(Excerpts from point annotation data)
####

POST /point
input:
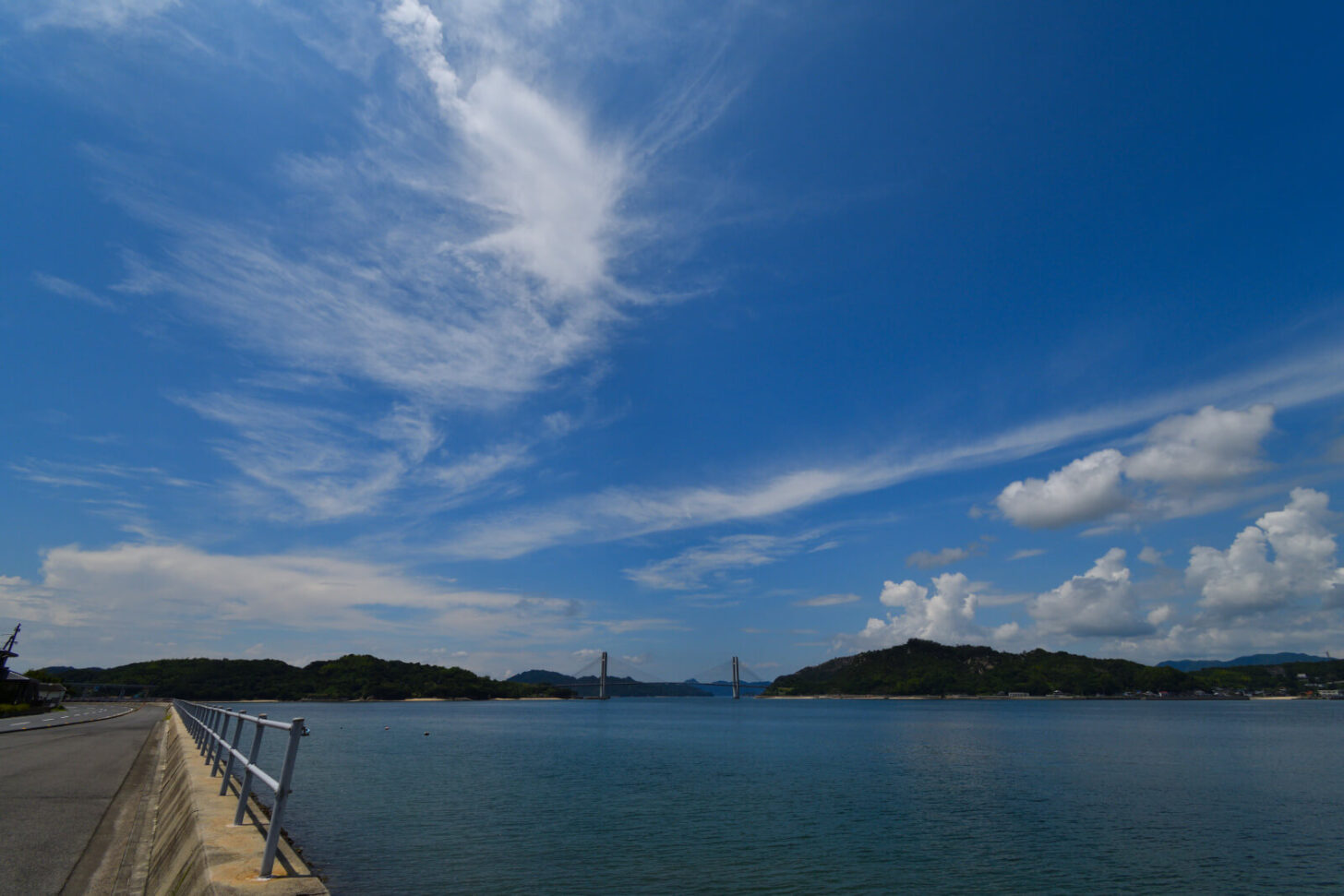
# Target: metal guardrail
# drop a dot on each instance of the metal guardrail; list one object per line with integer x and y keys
{"x": 209, "y": 725}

####

What to do:
Can you extract every line of text from the records above, word for word, while leaving out the pictures?

Task result:
POST /point
input:
# Target: metal guardrail
# drop a dot on each instance of the metal guardrail; list one object per line with integer x and y keys
{"x": 209, "y": 725}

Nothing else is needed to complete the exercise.